| EXERCISE |
Copy out the rows from the first one through the line containing "(1075, 614)", inclusive, keeping the requests unchanged and raising every coordinate in the answers by 67.

| Pointing dataset rows |
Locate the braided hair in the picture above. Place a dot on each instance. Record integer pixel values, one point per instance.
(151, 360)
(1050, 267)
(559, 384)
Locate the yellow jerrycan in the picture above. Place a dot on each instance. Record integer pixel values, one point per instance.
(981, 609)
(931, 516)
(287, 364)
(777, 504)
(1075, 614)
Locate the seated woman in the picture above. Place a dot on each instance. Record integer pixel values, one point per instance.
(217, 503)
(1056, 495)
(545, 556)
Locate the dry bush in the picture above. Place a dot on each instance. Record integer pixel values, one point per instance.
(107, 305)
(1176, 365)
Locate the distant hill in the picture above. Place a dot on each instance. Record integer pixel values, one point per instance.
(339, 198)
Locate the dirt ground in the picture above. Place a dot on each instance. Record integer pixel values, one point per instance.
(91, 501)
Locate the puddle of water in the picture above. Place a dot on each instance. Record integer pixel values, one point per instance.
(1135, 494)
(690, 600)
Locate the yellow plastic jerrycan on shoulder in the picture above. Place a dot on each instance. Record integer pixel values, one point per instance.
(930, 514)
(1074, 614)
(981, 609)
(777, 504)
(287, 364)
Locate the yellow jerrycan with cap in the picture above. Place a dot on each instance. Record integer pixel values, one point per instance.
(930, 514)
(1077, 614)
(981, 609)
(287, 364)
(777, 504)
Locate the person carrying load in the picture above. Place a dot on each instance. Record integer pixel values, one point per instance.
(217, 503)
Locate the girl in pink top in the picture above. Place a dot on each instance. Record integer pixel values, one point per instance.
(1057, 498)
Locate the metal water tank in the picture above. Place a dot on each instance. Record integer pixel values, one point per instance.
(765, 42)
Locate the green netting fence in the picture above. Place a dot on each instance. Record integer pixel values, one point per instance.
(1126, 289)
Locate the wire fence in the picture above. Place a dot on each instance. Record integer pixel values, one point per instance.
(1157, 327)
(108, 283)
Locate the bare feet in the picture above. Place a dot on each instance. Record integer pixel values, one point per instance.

| ANSWER FOR THIS EXERCISE |
Locate the braided hair in the picture above. Place a dot on each instance. Record integer pixel values, one point per instance.
(218, 427)
(1117, 334)
(626, 451)
Locate the yellow jerrycan in the picture above. Place a dot on each instance. Record integer pixel values, one point per instance.
(1048, 676)
(998, 583)
(354, 431)
(844, 571)
(1142, 681)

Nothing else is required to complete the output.